> [Bacaan]
----------

Wak
Iyom dan Anaknya.
Entah
aku harus memanggil apa kepada kakak mamiku ini. Dalam kehidupanku, tak
sekalipun aku pernah menyapa namanya. Bila uwak-uwak-ku yang lain aku panggil
dengan sapaan Ncang Amin dan Nyak Mun, tidak dengan kakak mamiku ini. Ingatanku
tentangnya hanya sedikit, bahkan nyaris tak ada. Pasalnya, saat beliau mangkat,
aku masih berusia puluhan bulan, belum banyak interaksi yang aku lakukan
dengannya. Nah, kali ini aku ingin menceritakan kisah tentangnya dan anak-anaknya
secara berseri. Untuk mudahnya, maka aku panggil beliau Wak Iyom, sapaan untuk
Romlah, kakak mamiku.
Semasa
mudanya, hubungan mamiku dan Wak Iyom sangat dekat. Maklum, Wak Iyom adalah
kakak langsung mamiku, setelah Ncang Amin, lalu Nyak Mun. Saking dekatnya
hubungan mereka, setelah Wak Iyom wafat, cincin emas bertahtakan berlian(?)

----------

> [Bahan yang diberikan]
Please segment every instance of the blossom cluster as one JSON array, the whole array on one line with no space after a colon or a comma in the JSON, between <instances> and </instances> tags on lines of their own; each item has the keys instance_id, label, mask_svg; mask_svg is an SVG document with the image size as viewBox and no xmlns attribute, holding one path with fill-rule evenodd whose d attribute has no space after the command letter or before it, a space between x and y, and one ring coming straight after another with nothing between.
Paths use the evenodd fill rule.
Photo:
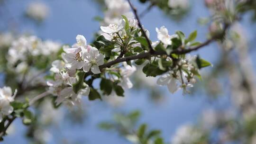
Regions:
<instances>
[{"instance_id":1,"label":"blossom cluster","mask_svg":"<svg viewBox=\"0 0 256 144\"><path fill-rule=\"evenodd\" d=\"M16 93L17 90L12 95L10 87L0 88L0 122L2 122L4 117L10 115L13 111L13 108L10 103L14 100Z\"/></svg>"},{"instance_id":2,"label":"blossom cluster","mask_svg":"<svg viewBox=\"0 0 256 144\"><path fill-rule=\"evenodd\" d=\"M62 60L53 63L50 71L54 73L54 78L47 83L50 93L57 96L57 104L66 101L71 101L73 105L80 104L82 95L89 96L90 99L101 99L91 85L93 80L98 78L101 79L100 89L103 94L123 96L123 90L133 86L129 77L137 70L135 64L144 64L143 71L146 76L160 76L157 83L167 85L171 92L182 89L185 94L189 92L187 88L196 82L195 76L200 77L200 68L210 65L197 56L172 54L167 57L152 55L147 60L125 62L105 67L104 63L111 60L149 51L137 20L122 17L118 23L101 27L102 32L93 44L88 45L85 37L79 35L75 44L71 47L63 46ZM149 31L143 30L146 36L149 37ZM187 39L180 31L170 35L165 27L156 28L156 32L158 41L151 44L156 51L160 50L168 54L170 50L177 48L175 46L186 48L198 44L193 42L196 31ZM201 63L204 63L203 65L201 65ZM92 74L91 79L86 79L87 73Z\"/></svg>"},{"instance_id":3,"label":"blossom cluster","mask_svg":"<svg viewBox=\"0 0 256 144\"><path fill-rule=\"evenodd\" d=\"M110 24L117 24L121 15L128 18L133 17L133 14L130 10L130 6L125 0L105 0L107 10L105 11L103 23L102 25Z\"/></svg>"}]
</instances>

----------

> [Soal untuk dijawab]
a - Apakah setiap pernyataan ini sesuai dengan cerita tentang Wak Iyom? Jawab ya atau tidak, lalu kutip kata-kata dari cerita yang menjadi dasarnya. (i) Penulis memanggil kakak maminya dengan sapaan Nyak Mun. (ii) Wak Iyom meninggal waktu penulis masih berusia puluhan bulan. (iii) Wak Iyom adalah sapaan untuk Romlah.
b - Lanjutkan cerita tentang Wak Iyom mulai dari bagian terakhirnya.

> [Jawaban kegiatan]
a -
(i) Tidak: "Bila uwak-uwak-ku yang lain aku panggil dengan sapaan Ncang Amin dan Nyak Mun, tidak dengan kakak mamiku ini."
(ii) Ya: "saat beliau mangkat, aku masih berusia puluhan bulan"
(iii) Ya: "aku panggil beliau Wak Iyom, sapaan untuk Romlah, kakak mamiku."

b -
milik Wak Iyom dikenakan oleh mamiku. Anak-anak Wak Iyom tak ada yang tahu bila
cincin ibu mereka dipakai oleh mamiku. Baru ketika anak-anak Wak Iyom dewasa
dan berumah tangga, ibuku membuka rahasia kepada mereka bahwa cincin yang
selama ini ia kenakan adalah milik Wak Iyom. Oleh mamiku, cincin itu di alih
(estafet) kan kepada Sri, anak Wak Iyom nomor tiga. Tentu mamiku mempunyai
pertimbangan tertentu mengapa cincin emas itu diberikan kepada Sri dan bukan
kepada Fauziah atau Lily.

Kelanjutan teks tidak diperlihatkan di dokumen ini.